◆ **Task details**:
Give a verbatim repeat of the lines that run from the line containing "[locate] shrub (one point each)" to the end of the data below.

◆ **Records**:
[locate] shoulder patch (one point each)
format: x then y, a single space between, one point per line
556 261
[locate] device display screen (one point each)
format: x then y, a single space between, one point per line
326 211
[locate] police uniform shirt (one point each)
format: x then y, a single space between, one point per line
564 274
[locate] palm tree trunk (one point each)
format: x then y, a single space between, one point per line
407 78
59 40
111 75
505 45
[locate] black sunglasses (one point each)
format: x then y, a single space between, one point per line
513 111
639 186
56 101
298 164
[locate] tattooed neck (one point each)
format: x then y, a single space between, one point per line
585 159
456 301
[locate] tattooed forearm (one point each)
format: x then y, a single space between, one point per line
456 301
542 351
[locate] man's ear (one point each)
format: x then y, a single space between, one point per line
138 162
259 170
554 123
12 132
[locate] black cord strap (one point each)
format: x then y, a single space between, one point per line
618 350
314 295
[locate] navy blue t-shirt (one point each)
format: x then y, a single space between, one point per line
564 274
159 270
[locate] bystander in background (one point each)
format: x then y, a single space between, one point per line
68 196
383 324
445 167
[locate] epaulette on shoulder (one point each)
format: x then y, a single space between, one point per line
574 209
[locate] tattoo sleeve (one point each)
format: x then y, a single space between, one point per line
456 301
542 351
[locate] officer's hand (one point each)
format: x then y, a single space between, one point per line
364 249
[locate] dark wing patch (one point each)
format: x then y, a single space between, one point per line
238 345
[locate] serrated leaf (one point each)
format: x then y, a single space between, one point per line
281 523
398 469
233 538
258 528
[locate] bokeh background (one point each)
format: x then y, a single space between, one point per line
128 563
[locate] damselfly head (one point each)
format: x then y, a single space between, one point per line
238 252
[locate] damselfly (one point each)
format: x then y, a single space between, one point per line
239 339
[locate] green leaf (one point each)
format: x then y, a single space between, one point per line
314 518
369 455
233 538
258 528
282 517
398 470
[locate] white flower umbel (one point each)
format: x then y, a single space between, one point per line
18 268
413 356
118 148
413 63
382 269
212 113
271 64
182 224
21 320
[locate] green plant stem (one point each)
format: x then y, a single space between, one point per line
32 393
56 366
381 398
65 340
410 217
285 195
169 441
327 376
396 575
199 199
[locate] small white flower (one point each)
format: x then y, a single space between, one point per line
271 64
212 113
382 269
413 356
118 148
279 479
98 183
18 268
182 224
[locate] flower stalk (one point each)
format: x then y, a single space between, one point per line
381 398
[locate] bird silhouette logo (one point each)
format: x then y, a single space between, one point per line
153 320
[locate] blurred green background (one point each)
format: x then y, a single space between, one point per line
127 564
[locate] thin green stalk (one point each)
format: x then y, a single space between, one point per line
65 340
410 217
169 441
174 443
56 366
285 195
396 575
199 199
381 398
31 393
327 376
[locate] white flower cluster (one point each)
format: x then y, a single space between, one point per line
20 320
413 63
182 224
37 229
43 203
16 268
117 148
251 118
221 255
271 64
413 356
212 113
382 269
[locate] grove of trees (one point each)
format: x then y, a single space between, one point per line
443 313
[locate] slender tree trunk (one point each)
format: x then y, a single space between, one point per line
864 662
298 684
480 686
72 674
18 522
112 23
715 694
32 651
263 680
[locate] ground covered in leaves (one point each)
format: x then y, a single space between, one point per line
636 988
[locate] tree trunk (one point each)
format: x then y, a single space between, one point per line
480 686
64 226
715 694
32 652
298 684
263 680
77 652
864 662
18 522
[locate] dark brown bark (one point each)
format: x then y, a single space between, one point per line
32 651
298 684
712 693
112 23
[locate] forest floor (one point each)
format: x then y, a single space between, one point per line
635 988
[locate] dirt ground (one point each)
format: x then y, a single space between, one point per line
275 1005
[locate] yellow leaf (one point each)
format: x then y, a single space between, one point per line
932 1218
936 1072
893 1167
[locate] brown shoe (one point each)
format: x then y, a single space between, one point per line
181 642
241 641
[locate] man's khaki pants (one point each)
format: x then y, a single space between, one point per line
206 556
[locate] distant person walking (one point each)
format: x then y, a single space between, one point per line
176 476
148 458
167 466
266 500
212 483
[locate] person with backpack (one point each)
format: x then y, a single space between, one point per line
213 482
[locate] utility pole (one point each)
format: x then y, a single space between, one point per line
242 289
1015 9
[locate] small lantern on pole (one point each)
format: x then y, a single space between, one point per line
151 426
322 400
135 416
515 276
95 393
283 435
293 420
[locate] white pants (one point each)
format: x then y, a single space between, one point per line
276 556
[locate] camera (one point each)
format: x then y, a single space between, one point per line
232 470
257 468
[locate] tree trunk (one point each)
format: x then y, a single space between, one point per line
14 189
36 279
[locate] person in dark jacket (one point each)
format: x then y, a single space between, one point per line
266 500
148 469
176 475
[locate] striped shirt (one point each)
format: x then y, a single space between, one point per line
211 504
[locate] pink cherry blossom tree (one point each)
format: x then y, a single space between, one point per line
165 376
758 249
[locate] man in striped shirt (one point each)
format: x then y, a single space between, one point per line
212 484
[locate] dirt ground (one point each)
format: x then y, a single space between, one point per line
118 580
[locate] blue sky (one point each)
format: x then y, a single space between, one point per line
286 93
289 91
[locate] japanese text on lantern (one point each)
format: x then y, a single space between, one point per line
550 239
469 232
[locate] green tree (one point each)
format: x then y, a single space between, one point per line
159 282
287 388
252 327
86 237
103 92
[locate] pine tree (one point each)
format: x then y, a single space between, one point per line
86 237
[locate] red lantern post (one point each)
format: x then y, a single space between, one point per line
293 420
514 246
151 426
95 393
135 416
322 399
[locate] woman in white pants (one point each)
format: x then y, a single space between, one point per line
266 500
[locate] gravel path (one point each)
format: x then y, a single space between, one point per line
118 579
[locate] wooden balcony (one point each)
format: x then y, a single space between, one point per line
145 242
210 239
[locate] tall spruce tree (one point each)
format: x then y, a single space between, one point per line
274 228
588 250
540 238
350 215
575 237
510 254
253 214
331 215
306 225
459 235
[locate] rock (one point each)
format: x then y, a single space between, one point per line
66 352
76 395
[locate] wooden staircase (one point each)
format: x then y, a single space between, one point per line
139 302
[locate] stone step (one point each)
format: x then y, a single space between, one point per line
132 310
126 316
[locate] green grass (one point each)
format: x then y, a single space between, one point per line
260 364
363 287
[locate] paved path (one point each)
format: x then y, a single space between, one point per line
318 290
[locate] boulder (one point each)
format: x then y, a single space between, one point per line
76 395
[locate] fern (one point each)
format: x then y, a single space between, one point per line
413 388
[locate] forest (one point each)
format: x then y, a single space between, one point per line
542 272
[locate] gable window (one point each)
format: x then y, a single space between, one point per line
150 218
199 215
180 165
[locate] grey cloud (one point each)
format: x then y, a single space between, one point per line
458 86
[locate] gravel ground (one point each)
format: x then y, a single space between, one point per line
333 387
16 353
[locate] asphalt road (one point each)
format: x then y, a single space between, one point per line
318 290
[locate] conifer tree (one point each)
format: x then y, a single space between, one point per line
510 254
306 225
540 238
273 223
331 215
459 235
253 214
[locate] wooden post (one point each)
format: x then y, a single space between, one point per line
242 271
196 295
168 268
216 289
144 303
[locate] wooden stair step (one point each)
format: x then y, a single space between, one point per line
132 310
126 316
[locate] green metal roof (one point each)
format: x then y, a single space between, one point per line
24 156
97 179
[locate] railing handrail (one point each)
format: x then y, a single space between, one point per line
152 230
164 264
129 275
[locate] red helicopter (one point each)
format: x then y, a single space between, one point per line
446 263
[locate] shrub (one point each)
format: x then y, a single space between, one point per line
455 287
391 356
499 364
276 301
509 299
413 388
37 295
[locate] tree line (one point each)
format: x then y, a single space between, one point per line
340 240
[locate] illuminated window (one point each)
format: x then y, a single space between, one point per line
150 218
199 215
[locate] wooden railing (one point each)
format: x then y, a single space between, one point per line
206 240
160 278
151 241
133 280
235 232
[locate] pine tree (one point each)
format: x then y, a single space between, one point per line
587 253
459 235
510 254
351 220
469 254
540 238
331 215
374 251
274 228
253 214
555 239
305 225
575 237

◆ **Exercise output**:
[locate] shrub (one point each)
format: x then y, a single space between, one point per line
455 287
391 356
499 364
276 301
509 299
413 388
37 295
[locate] tree line (one point each)
format: x then y, a single space between, one point per line
340 240
[locate] illuminated window (one point each)
format: x then y, a single space between, one point per line
150 218
199 215
[locate] wooden railing (one point each)
format: x then y, a single space between, one point per line
206 240
160 278
151 241
133 280
235 232
[locate] pine tree (one point each)
format: x then y, a single space between, one point per line
587 253
459 235
510 254
351 220
469 254
540 238
331 215
374 251
274 228
253 214
555 239
305 225
575 237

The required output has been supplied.